Aim of the exercise:
Recast everything from the start of the material down to the line containing "[20, 82, 137, 146]" as a Markdown table with two columns, Row and Entry, giving each line its own numbered row and leaving out blank lines.

Task data:
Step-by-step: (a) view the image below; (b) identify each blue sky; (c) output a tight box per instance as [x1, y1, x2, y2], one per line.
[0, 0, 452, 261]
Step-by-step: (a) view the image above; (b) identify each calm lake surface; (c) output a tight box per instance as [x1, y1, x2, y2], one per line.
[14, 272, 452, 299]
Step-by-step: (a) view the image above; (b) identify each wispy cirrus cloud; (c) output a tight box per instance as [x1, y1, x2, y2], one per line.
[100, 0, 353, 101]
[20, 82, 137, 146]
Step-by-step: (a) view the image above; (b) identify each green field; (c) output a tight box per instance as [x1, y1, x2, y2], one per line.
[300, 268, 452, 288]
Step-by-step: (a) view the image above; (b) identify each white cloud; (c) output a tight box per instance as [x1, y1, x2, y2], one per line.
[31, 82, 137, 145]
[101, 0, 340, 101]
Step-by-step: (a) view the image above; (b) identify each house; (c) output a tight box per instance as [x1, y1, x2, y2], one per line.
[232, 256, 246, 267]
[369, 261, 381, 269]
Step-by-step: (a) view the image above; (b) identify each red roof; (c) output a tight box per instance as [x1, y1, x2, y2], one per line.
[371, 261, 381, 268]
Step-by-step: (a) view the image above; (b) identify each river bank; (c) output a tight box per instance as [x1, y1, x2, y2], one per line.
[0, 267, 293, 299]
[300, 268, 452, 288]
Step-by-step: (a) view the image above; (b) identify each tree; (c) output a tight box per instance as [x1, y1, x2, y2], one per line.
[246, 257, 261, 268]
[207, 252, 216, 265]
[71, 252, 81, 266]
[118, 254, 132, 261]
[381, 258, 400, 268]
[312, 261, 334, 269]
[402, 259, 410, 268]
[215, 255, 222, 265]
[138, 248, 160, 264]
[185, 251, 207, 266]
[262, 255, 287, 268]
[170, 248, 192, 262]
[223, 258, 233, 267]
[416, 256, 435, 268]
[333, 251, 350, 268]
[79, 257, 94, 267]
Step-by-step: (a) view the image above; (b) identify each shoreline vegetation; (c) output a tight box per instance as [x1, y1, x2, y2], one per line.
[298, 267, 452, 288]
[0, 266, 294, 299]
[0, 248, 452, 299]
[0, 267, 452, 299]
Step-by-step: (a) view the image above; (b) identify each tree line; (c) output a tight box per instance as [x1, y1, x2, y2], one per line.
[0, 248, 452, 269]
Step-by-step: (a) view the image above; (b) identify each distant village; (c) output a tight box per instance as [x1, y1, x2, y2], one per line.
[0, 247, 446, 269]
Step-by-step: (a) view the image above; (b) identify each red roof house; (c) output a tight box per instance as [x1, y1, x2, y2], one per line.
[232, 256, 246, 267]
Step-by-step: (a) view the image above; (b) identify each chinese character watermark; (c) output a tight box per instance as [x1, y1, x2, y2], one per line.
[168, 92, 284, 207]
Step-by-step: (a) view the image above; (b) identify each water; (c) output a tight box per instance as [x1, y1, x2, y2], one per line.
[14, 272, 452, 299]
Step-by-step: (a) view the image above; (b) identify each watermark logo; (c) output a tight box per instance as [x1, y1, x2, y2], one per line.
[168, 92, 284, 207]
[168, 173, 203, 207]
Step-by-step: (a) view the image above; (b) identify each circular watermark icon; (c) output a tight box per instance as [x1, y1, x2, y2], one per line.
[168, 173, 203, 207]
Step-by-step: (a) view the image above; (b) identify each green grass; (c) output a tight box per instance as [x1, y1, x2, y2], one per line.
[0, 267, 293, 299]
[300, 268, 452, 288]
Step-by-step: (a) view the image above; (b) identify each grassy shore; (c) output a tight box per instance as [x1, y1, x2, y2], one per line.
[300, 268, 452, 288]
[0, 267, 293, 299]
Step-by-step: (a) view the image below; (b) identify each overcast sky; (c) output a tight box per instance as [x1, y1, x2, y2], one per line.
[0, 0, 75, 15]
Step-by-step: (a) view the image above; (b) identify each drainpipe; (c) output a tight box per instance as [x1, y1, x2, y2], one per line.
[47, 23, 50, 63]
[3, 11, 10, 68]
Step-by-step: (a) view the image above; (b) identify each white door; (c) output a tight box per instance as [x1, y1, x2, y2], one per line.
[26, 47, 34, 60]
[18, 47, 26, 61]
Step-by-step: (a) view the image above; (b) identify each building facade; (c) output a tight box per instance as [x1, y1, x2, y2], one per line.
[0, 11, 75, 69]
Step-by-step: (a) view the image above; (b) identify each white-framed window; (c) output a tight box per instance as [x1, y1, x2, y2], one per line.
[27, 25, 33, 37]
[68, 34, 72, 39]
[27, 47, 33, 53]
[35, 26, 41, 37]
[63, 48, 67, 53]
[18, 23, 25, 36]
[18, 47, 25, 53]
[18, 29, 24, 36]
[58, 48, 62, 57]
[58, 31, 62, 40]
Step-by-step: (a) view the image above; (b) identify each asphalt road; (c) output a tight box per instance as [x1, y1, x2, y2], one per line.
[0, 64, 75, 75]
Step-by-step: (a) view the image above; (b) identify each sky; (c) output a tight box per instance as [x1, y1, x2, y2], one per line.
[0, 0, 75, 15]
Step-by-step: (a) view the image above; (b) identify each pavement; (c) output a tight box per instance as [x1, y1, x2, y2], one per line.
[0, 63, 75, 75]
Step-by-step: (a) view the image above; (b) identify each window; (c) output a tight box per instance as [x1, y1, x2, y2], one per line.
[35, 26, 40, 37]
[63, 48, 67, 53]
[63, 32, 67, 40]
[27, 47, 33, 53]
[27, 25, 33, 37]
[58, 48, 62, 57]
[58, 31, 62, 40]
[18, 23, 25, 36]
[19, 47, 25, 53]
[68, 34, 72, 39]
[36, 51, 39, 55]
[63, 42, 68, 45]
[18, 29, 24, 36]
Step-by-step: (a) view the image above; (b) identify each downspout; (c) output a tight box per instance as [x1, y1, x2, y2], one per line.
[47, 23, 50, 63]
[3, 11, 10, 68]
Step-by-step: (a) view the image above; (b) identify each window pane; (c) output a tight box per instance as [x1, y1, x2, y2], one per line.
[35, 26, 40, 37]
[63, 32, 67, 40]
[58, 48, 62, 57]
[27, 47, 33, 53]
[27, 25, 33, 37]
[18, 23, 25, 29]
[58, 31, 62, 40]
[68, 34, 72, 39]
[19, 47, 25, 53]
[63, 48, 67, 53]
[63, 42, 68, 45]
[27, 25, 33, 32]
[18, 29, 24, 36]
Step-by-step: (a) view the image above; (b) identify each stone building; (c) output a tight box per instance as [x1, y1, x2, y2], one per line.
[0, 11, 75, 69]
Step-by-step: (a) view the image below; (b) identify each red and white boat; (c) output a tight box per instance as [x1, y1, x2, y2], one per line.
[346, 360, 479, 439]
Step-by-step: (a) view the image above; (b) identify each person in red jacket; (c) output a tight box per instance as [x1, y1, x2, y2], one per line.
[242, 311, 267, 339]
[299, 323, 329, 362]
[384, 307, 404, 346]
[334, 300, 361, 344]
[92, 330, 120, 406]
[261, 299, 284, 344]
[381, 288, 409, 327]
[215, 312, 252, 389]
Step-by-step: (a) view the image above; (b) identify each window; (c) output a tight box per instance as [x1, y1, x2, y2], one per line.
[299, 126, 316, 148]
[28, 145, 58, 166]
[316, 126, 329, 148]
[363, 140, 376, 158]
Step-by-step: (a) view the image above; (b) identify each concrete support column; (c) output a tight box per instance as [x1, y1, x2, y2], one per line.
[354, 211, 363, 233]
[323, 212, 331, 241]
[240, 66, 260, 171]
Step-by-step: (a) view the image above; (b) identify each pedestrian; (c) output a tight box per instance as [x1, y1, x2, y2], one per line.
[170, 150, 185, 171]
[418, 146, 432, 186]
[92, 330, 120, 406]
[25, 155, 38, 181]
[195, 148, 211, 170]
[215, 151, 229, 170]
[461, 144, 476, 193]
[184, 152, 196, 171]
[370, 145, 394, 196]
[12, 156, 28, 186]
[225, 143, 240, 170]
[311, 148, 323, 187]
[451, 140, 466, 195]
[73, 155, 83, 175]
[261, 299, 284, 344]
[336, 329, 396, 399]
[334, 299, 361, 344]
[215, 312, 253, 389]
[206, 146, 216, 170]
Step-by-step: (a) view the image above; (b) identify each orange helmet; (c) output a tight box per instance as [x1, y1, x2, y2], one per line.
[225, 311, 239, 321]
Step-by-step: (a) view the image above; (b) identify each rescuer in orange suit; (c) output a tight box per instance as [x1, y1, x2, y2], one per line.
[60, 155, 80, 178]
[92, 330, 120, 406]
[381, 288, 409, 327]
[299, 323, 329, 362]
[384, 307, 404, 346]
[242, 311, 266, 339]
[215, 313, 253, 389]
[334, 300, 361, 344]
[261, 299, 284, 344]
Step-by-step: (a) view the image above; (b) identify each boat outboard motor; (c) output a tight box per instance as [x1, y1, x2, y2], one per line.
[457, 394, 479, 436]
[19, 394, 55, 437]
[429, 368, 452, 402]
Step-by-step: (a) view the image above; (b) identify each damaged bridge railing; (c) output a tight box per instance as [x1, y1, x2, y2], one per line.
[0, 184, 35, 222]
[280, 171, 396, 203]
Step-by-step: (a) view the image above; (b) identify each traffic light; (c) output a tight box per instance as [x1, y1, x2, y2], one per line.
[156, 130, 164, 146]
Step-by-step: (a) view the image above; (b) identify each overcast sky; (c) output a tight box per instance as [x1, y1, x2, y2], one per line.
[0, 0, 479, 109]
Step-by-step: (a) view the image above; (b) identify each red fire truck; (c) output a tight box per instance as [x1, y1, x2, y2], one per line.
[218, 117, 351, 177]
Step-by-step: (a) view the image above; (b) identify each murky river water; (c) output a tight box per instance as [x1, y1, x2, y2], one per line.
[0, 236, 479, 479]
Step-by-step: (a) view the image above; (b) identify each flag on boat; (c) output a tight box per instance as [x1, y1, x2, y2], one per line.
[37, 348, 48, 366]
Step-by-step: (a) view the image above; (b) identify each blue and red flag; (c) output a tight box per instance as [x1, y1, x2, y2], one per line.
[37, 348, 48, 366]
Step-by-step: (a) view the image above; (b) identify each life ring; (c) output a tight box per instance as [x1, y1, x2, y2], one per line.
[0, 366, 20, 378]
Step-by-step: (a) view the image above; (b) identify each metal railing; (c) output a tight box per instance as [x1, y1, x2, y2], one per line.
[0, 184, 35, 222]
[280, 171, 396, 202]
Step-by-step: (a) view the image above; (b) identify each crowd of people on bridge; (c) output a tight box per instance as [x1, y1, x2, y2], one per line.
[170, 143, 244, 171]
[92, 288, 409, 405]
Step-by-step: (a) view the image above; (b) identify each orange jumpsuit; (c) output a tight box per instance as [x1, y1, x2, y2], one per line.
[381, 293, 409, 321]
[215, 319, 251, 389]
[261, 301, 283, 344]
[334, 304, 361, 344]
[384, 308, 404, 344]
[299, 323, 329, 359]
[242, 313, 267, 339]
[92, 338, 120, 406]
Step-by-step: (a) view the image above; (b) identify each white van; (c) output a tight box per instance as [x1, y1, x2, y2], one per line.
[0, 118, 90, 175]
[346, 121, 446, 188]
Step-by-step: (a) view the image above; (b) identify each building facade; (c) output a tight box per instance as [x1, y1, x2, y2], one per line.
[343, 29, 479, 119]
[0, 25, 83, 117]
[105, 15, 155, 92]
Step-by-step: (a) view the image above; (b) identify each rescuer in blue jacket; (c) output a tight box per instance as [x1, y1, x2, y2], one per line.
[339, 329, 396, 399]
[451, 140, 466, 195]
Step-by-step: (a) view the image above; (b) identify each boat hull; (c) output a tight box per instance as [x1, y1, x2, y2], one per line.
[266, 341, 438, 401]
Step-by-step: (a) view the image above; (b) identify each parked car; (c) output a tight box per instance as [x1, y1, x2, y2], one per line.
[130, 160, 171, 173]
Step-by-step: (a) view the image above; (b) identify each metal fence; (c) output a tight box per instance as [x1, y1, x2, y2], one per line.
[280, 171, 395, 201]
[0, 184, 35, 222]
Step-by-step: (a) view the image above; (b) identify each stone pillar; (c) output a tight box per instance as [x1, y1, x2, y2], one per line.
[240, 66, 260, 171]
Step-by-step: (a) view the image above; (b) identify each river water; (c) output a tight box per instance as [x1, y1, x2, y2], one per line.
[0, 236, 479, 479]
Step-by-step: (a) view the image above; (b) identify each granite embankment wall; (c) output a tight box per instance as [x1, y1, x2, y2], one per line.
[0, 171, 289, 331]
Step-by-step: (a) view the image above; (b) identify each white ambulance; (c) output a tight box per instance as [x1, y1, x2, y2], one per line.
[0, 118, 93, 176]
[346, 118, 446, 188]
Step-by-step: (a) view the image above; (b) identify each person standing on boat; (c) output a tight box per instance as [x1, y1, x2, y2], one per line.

Output below:
| Row | Entry |
|---|---|
| 1 | Step-by-step: (a) view the image below; (b) identify each blue sky; (c) output a tight box per instance as [x1, y1, x2, y2], one per line. |
| 2 | [0, 0, 452, 261] |
| 3 | Step-by-step: (a) view the image above; (b) identify each calm lake surface; (c) output a tight box per instance as [x1, y1, x2, y2], one per line. |
| 4 | [14, 272, 452, 299] |
| 5 | Step-by-step: (a) view the image above; (b) identify each wispy cirrus cloud; (c) output a tight box per instance as [x1, y1, x2, y2], one per line. |
| 6 | [100, 0, 353, 101] |
| 7 | [20, 82, 137, 146] |